## AIM OF THE TASK
Count the lines in the records below that contain the word "target", and give only that number.

## RECORD EXTRACTS
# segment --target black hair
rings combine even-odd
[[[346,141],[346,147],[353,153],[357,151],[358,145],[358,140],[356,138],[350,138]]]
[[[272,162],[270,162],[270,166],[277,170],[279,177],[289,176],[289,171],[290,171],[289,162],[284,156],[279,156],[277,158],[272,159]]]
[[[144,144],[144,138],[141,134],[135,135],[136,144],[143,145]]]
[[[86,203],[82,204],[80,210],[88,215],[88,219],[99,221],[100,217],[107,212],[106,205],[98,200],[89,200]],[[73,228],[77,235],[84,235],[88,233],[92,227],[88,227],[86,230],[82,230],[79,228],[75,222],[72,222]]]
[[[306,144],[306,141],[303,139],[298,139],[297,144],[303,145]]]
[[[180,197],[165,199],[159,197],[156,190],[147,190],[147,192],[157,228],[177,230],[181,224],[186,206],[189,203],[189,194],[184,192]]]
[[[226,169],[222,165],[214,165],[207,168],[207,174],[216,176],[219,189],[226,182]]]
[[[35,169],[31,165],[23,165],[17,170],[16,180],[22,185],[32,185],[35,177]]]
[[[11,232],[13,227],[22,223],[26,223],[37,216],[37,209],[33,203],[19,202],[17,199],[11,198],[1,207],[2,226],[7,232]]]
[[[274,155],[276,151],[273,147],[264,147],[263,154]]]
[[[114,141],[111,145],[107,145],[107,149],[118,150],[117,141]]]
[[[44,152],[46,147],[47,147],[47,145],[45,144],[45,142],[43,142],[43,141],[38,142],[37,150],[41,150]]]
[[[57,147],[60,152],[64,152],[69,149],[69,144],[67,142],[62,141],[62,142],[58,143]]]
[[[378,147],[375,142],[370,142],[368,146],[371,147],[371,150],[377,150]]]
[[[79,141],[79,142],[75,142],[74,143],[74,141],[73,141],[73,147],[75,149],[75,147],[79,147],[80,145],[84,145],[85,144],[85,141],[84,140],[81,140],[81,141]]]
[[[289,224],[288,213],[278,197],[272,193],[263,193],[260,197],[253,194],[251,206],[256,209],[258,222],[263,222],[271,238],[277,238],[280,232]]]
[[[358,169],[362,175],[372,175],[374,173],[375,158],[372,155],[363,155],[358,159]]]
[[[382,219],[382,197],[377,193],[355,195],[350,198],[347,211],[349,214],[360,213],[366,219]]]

---

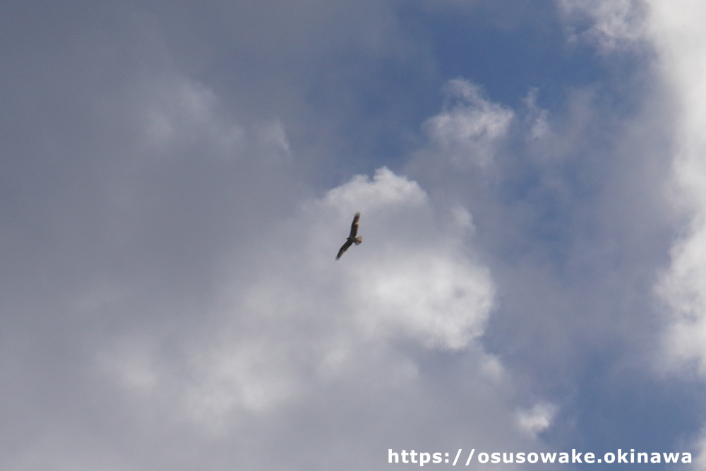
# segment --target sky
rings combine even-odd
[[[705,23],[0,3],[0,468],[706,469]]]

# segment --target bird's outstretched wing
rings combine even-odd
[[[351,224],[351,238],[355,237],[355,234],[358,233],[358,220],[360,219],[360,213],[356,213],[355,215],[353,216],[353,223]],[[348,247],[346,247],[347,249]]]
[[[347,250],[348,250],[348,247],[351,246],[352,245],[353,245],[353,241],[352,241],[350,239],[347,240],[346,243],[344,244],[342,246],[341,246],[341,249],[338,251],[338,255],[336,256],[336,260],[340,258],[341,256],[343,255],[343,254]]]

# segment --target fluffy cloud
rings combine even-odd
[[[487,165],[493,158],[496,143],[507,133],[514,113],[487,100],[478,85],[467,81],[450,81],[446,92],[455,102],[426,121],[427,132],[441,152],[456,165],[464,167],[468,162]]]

* * *

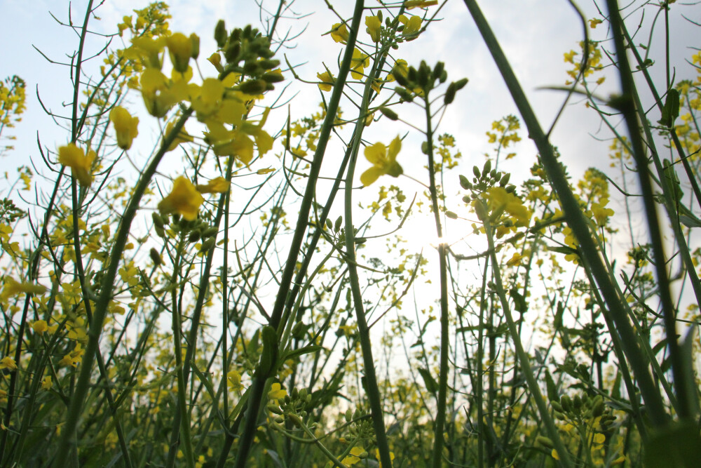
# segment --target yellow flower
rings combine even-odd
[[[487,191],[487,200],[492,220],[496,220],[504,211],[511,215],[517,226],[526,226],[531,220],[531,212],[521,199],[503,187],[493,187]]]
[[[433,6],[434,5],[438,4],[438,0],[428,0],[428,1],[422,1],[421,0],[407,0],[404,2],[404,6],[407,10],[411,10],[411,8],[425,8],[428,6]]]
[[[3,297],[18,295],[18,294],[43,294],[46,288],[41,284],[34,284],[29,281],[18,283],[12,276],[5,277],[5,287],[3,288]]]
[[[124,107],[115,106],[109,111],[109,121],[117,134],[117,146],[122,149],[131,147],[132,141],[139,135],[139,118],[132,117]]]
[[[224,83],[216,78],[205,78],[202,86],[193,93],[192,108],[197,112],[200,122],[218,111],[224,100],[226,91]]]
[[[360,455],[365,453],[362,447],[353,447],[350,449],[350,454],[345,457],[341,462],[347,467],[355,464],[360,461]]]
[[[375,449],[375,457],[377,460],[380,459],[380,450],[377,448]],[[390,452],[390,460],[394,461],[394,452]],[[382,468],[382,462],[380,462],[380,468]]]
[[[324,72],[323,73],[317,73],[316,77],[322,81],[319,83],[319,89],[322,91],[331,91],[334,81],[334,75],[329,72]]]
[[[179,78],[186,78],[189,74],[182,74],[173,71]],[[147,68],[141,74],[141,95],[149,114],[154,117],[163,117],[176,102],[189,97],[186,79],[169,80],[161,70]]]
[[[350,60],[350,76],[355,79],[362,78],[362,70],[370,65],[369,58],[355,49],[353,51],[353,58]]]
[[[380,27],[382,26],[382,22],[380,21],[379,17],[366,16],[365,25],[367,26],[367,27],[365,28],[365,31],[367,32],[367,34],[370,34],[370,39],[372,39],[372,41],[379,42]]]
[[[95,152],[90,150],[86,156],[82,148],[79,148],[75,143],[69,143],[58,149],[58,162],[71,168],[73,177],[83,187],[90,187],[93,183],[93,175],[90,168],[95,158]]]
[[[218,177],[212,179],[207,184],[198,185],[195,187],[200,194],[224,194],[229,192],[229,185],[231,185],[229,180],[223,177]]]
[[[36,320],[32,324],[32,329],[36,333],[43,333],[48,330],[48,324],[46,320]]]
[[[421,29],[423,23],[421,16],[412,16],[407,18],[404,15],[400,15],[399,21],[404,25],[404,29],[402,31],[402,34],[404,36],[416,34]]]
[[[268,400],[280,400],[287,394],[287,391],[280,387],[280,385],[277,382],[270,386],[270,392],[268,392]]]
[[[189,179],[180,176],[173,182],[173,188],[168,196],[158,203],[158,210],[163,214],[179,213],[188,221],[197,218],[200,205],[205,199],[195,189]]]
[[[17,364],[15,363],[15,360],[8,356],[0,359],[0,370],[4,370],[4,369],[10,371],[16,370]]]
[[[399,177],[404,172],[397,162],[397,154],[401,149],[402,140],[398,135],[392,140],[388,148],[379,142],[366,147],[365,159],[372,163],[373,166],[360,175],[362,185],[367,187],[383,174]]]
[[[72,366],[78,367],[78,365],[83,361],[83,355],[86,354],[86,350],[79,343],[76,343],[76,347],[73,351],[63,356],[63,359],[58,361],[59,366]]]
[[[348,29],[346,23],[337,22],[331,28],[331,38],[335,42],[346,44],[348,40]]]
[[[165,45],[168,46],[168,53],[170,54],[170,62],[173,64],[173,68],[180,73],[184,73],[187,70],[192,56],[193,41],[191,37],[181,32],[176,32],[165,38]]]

## FULL RESPONSE
5